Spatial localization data
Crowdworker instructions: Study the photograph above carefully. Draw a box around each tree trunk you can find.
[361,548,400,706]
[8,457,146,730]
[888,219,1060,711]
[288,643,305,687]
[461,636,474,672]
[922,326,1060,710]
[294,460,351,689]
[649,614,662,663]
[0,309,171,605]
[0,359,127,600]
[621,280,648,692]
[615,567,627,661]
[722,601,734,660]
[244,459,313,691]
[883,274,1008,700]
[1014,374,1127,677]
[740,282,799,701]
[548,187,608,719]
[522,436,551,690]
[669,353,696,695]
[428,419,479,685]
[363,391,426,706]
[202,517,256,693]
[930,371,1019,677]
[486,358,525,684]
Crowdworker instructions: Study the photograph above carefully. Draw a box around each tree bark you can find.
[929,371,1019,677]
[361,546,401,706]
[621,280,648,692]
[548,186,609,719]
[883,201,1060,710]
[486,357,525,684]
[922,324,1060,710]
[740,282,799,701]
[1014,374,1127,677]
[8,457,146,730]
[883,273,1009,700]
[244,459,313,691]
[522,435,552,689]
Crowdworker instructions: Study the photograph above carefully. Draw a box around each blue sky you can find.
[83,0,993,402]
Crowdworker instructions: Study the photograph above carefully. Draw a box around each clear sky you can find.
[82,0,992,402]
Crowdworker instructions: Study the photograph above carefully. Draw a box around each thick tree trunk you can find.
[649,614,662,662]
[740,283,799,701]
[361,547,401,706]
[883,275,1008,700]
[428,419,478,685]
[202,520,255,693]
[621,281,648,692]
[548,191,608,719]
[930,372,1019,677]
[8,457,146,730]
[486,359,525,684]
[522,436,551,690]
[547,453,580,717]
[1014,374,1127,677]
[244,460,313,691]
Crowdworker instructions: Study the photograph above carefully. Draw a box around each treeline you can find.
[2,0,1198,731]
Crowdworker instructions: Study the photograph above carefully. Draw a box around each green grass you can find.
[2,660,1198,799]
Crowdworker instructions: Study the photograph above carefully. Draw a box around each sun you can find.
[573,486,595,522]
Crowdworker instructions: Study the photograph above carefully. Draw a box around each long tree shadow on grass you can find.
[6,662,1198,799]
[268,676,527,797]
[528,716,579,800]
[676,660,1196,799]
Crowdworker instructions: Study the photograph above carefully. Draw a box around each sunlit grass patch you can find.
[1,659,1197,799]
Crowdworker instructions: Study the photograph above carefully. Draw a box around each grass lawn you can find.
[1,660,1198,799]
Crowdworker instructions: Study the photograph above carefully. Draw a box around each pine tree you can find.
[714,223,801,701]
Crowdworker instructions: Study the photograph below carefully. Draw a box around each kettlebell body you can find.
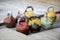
[4,16,16,28]
[16,14,22,23]
[25,11,34,18]
[28,16,41,33]
[41,17,52,30]
[47,11,56,22]
[16,17,29,35]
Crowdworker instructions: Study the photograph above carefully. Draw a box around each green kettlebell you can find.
[41,13,53,30]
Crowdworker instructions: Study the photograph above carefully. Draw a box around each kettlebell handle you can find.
[47,7,54,12]
[25,6,34,12]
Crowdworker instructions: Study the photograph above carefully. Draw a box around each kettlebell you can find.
[16,17,29,35]
[41,13,53,30]
[47,7,56,23]
[24,6,34,18]
[4,13,16,28]
[28,16,41,33]
[16,11,22,23]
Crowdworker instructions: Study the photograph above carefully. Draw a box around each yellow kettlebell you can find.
[24,6,34,18]
[28,17,34,26]
[28,16,41,26]
[47,7,56,22]
[28,16,41,32]
[34,17,41,26]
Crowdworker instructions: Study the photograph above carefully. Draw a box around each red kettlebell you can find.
[16,17,29,35]
[16,11,22,19]
[4,13,16,28]
[16,11,22,23]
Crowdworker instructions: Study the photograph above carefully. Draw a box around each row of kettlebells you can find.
[4,6,56,35]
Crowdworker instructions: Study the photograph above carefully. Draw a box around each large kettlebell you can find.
[41,13,53,30]
[28,16,41,33]
[47,7,56,23]
[24,6,34,18]
[16,17,29,35]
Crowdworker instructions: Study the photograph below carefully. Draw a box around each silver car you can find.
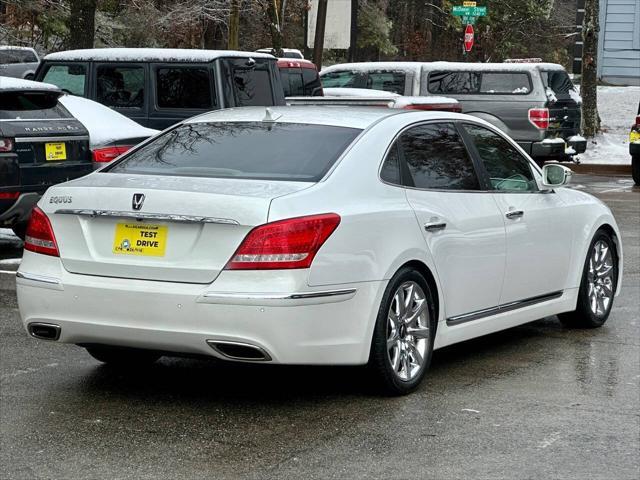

#### [Task prompt]
Quote the records in their entirety, keeping the wording exact and excluding pictures.

#### [Your solution]
Crowdworker instructions: Study the photograph above carefully. Draw a box around each tree trunk you can find.
[361,548,400,706]
[8,457,146,730]
[888,219,1060,711]
[288,643,305,687]
[461,636,474,672]
[922,326,1060,710]
[294,460,351,689]
[649,614,662,663]
[0,309,171,605]
[0,359,127,600]
[621,280,648,692]
[615,567,627,661]
[722,601,734,660]
[244,459,313,691]
[883,274,1008,700]
[1014,374,1127,677]
[740,282,799,701]
[548,187,608,719]
[522,436,551,690]
[669,353,696,695]
[428,419,479,685]
[363,391,426,706]
[202,517,256,693]
[930,371,1019,677]
[486,358,525,684]
Crowdworker instructions: Study the photograph above carefully. Draw a box around each tree bark you can find.
[929,371,1019,677]
[361,546,401,706]
[621,280,648,692]
[548,186,609,719]
[883,201,1060,710]
[486,357,525,684]
[922,324,1060,710]
[740,282,799,701]
[1014,374,1127,677]
[8,457,146,730]
[883,273,1009,700]
[244,459,313,691]
[522,435,552,689]
Crowdworker instructions: Study the photograph above carefully. Draw a box around each blue sky you can find.
[83,0,993,402]
Crowdworker instructions: Study the photograph above carefully. Draw a box around each clear sky you can find.
[82,0,992,402]
Crowdworker instructions: Study the photograph above carefully. Draw a box around each thick tree trunk you can find.
[649,614,662,662]
[740,283,799,701]
[361,547,401,706]
[883,275,1008,700]
[428,419,478,685]
[202,520,255,693]
[621,281,648,692]
[548,191,608,719]
[930,372,1019,677]
[8,457,146,730]
[486,359,525,684]
[522,436,551,690]
[547,453,580,717]
[1014,374,1127,677]
[244,460,313,691]
Crowdworker instructions: Study the photograph above carefully. Draw a box around each treeline you can find.
[2,0,1198,731]
Crowdworker instructions: Study the photograph above carefully. Draw a box around each green grass you can find.
[2,660,1198,799]
Crowdworker instructions: Study the photograph above carefully. Draw a box around each sun you can find.
[573,486,595,522]
Crowdworker instructions: Study the photograph above carefully. Draw a box around each long tree shadow on grass you can find.
[6,662,1198,799]
[268,676,527,797]
[528,716,579,800]
[676,660,1196,799]
Crowdworker instructions: Study the photograph above carefully. Draw a box around each sunlit grass patch you can find.
[1,659,1197,799]
Crowdworker instructions: Study the photograph above carefully. Draw a box around each grass lawn you can find.
[1,660,1198,799]
Crowdworker instructions: Study the photograph above carefully. Draw a box around each pine tree you can find.
[714,223,801,701]
Crowdworker instructions: Study the photograph below carefully. Draw a box around each kettlebell body you can find.
[4,16,16,28]
[16,14,22,23]
[25,11,34,18]
[28,16,41,33]
[41,17,52,30]
[47,11,56,22]
[16,17,29,35]
Crowdworker instructions: Study the photograph above carefully. Draw a box around each green kettlebell you can find.
[41,13,53,30]
Crowdworker instructions: Study the photograph above carefully. Draw a box around each kettlebell handle you can find.
[47,7,54,12]
[25,6,34,12]
Crowdworker instructions: Study the photograph above carefully. Draw a box around each kettlebell you can find.
[16,17,29,35]
[41,13,53,30]
[47,7,56,23]
[24,6,34,18]
[4,13,16,28]
[28,16,41,33]
[16,11,22,23]
Crowdworker instructions: Study the photograph above carefully. Draw a box around each yellow kettlebell you can find.
[24,6,34,18]
[28,17,34,26]
[28,16,41,26]
[47,7,56,22]
[28,16,41,32]
[34,17,41,26]
Crowdworker instructions: Study the photograph above carefully. Draw a box around each red kettlebell you can find.
[16,17,29,35]
[16,11,22,19]
[4,13,16,28]
[16,11,22,23]
Crowdworker instructions: Study the photograph above carefully. Draw a box around each row of kettlebells you can find.
[4,6,56,35]
Crowdworker instructions: Study the photograph above carefully. Draw a box around each large kettlebell you can find.
[41,13,53,30]
[28,16,41,33]
[47,7,56,23]
[24,6,34,18]
[16,17,29,35]
Crowdworker instructions: Study the photograph below carefully. Draw a box around each silver car you can find.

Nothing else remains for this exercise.